— Stated goal 1 —
In the robot description below, replace "U frame" with "U-shaped frame" and write the passage out again, starting at the words "The mechanism consists" and stopping after "the intake roller.".
— Stated goal 2 —
Carry on writing the Round Up robot description below, picking up after its last sentence.

— Passage to read —

2903a - Palmy Robotics A's Round Up Robot

Basic Specs:
-4 high strength motors on the base(geared for torque)
-4 normal strength motors on the arm(geared 12t to 36t, then 12t to 60t)
-Intake mechanism is a tube through the middle with intake rollers on the outside

The base is a 4 high strength motor cantilevered X type holonomic, with the high strength motors geared for torque. Each wheel has a quadrature encoder attached directly to the shaft. This base allows us to move in any direction, with enough torque to easily push goals around. The disadvantage of the cantilevered X base is that rings can very easily impede movement, but this problem can be solved by placing a suitable guard on the outside of the wheel. The frame in the middle of the base consists of 5 hole wide C channel attached together to make an X that is 35 holes long in each direction. The reasoning behind making the X base as wide as this, which is basically as wide as is practical within the 18" size limit, was to increase stability and prevent it from being tipped over easily, as would have been the problem with a smaller holonomic base. The disadvantage of this is that the size of the mechanism is restricted more than would have been the case with a smaller base.

The tower is made again of 5 hole C channel, and is 25 holes high. It is attached to a 35x5 piece of C channel via more C channel which attach the sides of the tower to the lip of the 35x5 C channel, and is extremely rigid in this configuration. However, a piece of rail across the rear reduces the twist which could occur. The 35x5 C channel is connected to the X base by 4 standoffs, which were a real pain to force into the holes due to the 45 degree offset. The tower is a total of 25 holes wide, with two pieces of 25x5 C channel spaced 5 holes apart on each side, to form supports for the gearing and the arms. In the middle are all of the electronics, with the Cortex mounted by 4 rubber links to absorb sudden shocks to the chassis.

The arm consists of two 35x2 rails per side, each attached to a 60t high strength gear via two screws. The 60t gets its power from a 12t gear, which is in turn connected to a 36t gear, which is fed power by two 12t gears, each being driven by a normal strength motor. The reasoning behind having each rail attached to a gear is to help spread the load across the system, rather than having it all placed on one gear, which can cause issues with the gear skipping if you try and hang with it. Having the gears connected in the way that they are results in a 25:1 gear ratio. The robot can easily lift itself up, and could have easily hung. We decided not to hang due to the minimal swing in points from one robot hanging on an alliance. The robot is built well enough to handle the stresses of hanging, as it has survived falling off a 3’ high desk twice ><

The mechanism consists of a basic upside down U frame which is attached to the end of the 4 rails from the arm. On each side of the U frame at the bottom is an intake roller constructed from modified parts from the tank tread upgrade kit, wrapped around a 6t gear. Another 6t gear is opposite this, which receives power via high strength chain from a motor mounted above it, due to the X chassis preventing directly driving the intake roller.

— Recorded data —

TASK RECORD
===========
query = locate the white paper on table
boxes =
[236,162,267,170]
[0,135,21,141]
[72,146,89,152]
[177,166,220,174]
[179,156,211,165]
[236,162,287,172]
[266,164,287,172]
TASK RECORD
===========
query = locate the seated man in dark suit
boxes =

— Response 1 —
The mechanism consists of a basic upside down U-shaped frame which is attached to the end of the 4 rails from the arm. On each side of the U-shaped frame at the bottom is an intake roller constructed from modified parts from the tank tread upgrade kit, wrapped around a 6t gear. Another 6t gear is opposite this, which receives power via high strength chain from a motor mounted above it, due to the X chassis preventing directly driving the intake roller.

— Response 2 —
In the middle of the U frame is a tube constructed from polycarbonate, which is held together using wire sewn through a series of holes. This tube allows us to pick up rings much like the well loved needle design, but also allows us to descore by pushing the tube down over a goalpost. It has a total capacity of 6 rings, which is a disadvantage when descoring.

Feel free to ask questions.

More photos at:

Are you able to descore from the wall goals and movable goals?

At one point in time my team had a similar intake with a 3" polycarb tube, but we abandoned the idea after we determined that it was too hard to easily descore rings from the goals because there isn’t a very big gap between the top cone thing on the goals and the rings.

We discovered a similar problem. With our 1st design (https://vexforum.com/t/24c-1-1-video/18371/1) we were going to try putting a ~3" Polycarbonate tube down the center, as we were having trouble with rings flipping to the sides and not sitting correctly. However we faced the same problem as the clearance between the outside of the goal-head and the inside of the rings is not very wide.

Nice robot, by the way! But as a question are you able to decore well with the tube in the center? Also I’m curious how well it works with that very slow arm? (25:1 gear ratio?)


Notable features:

  • X frame holonomic with cantilevered wheels with rotation encoders.
  • polycarb tube snout with external rollers at bottom.
  • at least 8 cases of drive rails used structural members.
  • double 4 bar arms
  • Mostly empty center area over the drive frame X
  • Sensors: arm pot, pair of bumpers, and an ultrasound


  • Are you able to drive where you want in autonomos with that setup?
  • Any trouble keeping your Left/Right arms synced together?
    You might be able to tie them mechanically with common axle on the 36t.
    Or do you have a pot on both sides and sync them in software?
  • Have you tried using elastic to help lift your arm?
  • A common problem with unguarded cantilevered wheels is getting hung up on tubes you accidently rolled over. Have you had any trouble like that?

Yes, we can easily descore from the movable goals, and can descore all but the bottom ring on the wall goals. We were using cable ties to hold the tube together, but this created too much friction against the tube when the top piece was in a position where it was rubbing directly against them, so we went for the wire sewn through the tube and have had no problems.

The arm is slow enough to be controllable, but fast enough to get where we want it to go fast enough. The 25:1 gear ratio gives us enough power to lift the robot with the 4 normal strength motors, so we could have hung, but decided against due to the risks of hanging(getting knocked off), and the apparently little advantage it gives.

We can drive accurately to any position in autonomous within +/-10 encoder counts. We have no trouble with keeping the mechanism level, because we have encoders on both sides and use a P loop to keep it level. This also allows us to do preset heights, which is our only method of controlling the arm and which we have not had a problem with. The arm motors output a value of 20 constantly to prevent the arm from falling.

I do not believe in using elastic to help lift the arm/keep it from falling, because i have found that as the arm moves, the tension the elastic provides changes, making the arm more uncontrollable.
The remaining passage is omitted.